== Stated goal ==
Reproduce every line of the records from the start through the line containing "459,240 -> 512,323", with the requests included, and add 98 to each number in the bounding-box coordinates given as answers. Leave the pictures out.

━━━━━━

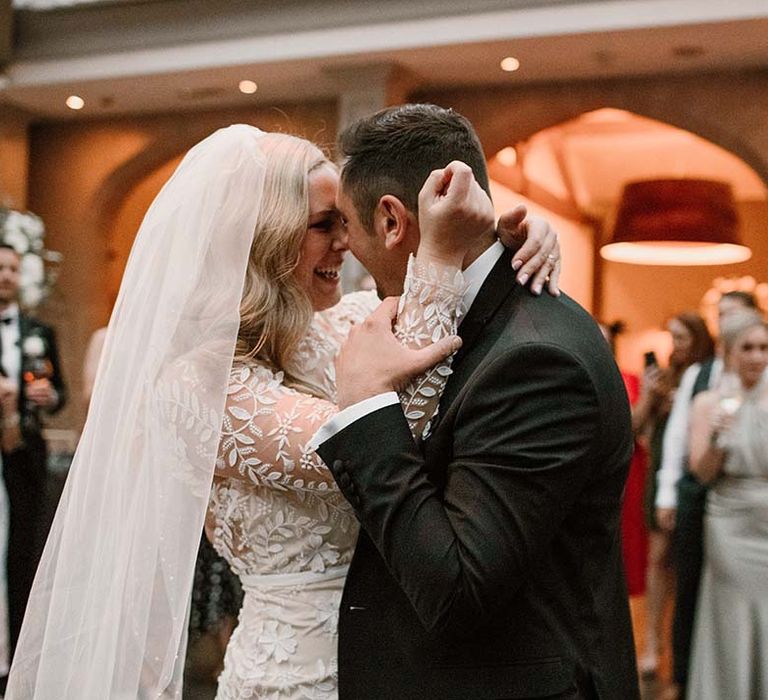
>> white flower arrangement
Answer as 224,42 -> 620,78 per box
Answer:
21,335 -> 45,357
0,207 -> 62,309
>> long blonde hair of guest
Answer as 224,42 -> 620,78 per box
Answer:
235,134 -> 330,386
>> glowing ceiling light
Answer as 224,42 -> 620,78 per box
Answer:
501,56 -> 520,73
65,95 -> 85,110
600,179 -> 752,265
600,241 -> 752,266
238,80 -> 259,95
496,146 -> 517,168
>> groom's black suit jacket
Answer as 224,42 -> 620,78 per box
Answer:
319,253 -> 638,700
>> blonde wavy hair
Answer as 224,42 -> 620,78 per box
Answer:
235,134 -> 335,386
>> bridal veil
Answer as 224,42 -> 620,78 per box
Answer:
6,125 -> 265,700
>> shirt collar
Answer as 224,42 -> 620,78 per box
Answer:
459,240 -> 512,323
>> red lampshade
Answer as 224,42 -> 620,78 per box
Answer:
600,179 -> 752,265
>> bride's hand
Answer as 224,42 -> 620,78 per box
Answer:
418,160 -> 495,267
336,297 -> 461,409
496,204 -> 561,296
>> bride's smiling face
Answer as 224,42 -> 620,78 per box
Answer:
295,165 -> 348,311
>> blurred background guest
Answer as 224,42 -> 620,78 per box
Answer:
0,243 -> 66,660
599,321 -> 649,597
687,312 -> 768,700
656,291 -> 757,700
633,312 -> 714,677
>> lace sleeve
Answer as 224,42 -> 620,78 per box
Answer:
395,256 -> 465,439
215,365 -> 337,491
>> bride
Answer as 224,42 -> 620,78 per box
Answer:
7,125 -> 556,700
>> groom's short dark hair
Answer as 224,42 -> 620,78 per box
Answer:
339,104 -> 491,231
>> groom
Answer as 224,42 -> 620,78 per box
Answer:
316,105 -> 638,700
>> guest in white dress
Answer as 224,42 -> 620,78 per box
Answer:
687,312 -> 768,700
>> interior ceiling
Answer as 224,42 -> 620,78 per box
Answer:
489,109 -> 766,221
0,0 -> 768,120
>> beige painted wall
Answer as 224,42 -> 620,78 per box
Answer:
0,105 -> 29,209
21,71 -> 768,427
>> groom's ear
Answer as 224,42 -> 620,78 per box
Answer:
374,194 -> 416,250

━━━━━━

== Finished exercise ==
>> white flower arrangement
Answer as 224,42 -> 620,78 per box
Answer:
119,433 -> 143,455
98,305 -> 160,407
>> long blonde hair of guest
Answer as 224,42 -> 620,78 per box
Answer:
333,232 -> 428,484
>> glowing ceiling light
Answer as 224,42 -> 620,78 per box
Answer:
599,154 -> 618,171
163,193 -> 183,208
698,277 -> 850,363
698,339 -> 850,364
336,178 -> 357,193
594,244 -> 615,266
>> groom's black suit jacket
Answer as 224,42 -> 620,78 per box
Answer:
417,351 -> 736,798
>> blonde wavy hair
Answer as 224,42 -> 620,78 per box
Answer:
333,232 -> 433,484
>> bridal veil
Answer as 224,42 -> 620,78 per box
Answer:
104,223 -> 363,798
>> shirt collar
Answer as 224,42 -> 620,78 per box
Answer:
557,338 -> 610,421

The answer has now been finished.